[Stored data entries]
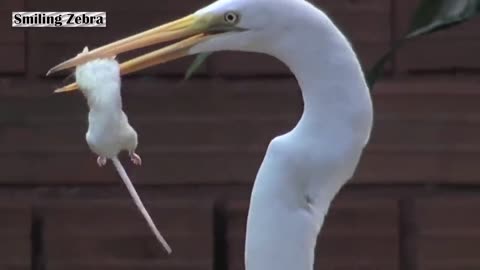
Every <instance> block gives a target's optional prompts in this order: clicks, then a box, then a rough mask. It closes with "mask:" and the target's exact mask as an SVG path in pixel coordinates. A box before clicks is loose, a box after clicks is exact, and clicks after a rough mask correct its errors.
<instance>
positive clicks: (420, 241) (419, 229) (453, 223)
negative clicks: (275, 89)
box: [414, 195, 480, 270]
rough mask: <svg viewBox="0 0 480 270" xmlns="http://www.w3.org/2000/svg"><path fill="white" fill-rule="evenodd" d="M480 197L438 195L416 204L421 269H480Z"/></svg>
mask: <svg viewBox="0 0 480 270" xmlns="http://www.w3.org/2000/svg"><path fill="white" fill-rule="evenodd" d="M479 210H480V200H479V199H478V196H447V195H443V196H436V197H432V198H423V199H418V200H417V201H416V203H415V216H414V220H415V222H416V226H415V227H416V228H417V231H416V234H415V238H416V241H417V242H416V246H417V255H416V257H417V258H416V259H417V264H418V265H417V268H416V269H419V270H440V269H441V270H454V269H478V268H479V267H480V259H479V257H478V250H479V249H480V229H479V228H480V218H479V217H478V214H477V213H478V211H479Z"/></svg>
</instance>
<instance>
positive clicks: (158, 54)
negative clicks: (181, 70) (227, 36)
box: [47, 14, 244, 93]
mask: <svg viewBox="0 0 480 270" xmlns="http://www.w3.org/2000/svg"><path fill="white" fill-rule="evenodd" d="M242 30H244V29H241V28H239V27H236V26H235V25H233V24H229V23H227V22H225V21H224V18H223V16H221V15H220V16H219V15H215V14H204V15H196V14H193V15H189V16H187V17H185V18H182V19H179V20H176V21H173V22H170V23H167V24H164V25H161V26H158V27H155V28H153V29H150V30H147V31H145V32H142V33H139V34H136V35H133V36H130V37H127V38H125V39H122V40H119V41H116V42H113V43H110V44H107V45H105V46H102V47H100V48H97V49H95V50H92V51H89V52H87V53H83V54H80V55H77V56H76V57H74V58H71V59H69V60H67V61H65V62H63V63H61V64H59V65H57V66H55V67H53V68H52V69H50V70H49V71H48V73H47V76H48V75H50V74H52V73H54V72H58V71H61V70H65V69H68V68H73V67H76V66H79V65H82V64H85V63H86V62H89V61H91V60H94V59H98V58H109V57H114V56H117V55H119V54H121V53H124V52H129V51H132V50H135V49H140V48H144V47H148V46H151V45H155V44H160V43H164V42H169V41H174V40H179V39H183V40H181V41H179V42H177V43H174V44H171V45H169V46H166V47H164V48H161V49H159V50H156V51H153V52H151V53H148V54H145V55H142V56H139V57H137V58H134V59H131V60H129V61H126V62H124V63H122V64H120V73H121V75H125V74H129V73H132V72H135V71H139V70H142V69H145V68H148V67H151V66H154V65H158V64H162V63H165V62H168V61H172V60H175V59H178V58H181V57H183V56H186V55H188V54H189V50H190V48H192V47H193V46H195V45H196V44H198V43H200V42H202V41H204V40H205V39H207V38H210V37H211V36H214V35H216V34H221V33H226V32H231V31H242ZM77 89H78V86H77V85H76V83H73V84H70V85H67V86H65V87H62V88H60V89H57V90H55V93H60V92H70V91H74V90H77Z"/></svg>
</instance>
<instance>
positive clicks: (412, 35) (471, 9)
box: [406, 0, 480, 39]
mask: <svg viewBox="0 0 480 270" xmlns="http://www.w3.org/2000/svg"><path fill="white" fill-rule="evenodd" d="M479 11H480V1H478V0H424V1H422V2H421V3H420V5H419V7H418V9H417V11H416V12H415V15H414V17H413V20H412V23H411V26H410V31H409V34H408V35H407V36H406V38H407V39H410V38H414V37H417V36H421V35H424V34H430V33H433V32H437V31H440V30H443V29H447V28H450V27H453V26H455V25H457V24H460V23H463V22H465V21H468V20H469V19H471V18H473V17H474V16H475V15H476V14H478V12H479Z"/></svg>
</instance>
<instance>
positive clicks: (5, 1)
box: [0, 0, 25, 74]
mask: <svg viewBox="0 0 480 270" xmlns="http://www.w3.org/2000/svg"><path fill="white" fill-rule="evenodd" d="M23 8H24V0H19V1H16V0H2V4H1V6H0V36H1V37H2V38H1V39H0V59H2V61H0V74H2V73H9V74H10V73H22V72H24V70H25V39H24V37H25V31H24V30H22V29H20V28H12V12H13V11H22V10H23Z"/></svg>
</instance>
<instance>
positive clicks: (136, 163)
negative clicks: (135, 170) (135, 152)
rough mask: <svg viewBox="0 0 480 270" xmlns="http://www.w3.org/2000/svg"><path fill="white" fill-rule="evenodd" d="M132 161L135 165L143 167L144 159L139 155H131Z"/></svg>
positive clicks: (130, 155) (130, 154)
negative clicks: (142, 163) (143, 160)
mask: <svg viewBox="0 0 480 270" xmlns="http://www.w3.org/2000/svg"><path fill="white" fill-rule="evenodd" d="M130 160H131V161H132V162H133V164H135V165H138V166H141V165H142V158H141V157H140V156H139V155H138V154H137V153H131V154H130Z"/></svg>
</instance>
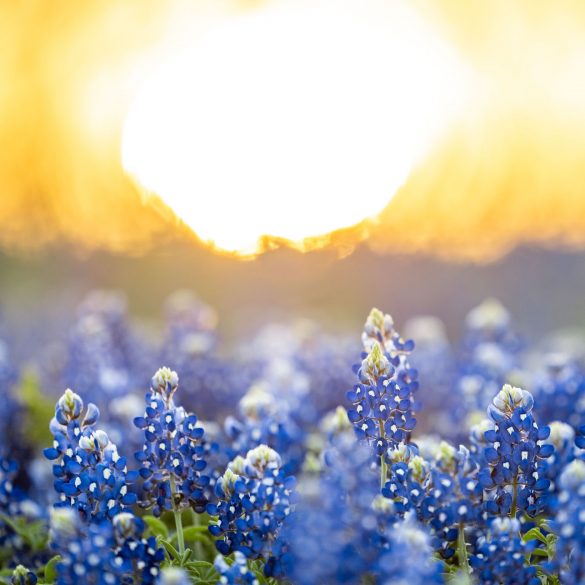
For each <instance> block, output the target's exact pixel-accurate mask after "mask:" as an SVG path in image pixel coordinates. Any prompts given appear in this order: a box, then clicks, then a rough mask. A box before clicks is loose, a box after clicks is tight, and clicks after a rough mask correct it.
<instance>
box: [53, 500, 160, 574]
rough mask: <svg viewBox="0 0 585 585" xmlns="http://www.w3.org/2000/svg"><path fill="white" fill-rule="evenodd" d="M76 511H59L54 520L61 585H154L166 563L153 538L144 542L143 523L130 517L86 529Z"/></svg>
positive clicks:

### WHAT IS REQUIRED
Exactly the lines from the one containing "negative clicks: (135, 170) (135, 152)" through the end of the data above: repeat those, both ends included, and nothing else. Skip the pictures.

### FINAL ANSWER
negative clicks: (135, 170) (135, 152)
rough mask: <svg viewBox="0 0 480 270" xmlns="http://www.w3.org/2000/svg"><path fill="white" fill-rule="evenodd" d="M132 161L135 165L143 167L144 159L139 155H131Z"/></svg>
positive clicks: (130, 155) (130, 154)
negative clicks: (142, 163) (143, 160)
mask: <svg viewBox="0 0 480 270" xmlns="http://www.w3.org/2000/svg"><path fill="white" fill-rule="evenodd" d="M130 160H131V161H132V162H133V164H135V165H138V166H141V165H142V158H141V157H140V156H139V155H138V154H137V153H131V154H130Z"/></svg>
</instance>
For each <instance> block, output the target's exact pixel-accurate mask after "mask:" as an SVG path in image pixel coordinates. Any prompts given appear in this order: a box, then clicks, then a rough mask. A box before clicks is loose, a box after clicks is tight, and clicks after a rough mask correct it.
<instance>
box: [53, 500, 160, 574]
rough mask: <svg viewBox="0 0 585 585" xmlns="http://www.w3.org/2000/svg"><path fill="white" fill-rule="evenodd" d="M76 511H59L54 520L61 585H154L166 563L153 538L144 542L143 523L130 517L86 529Z"/></svg>
positive clicks:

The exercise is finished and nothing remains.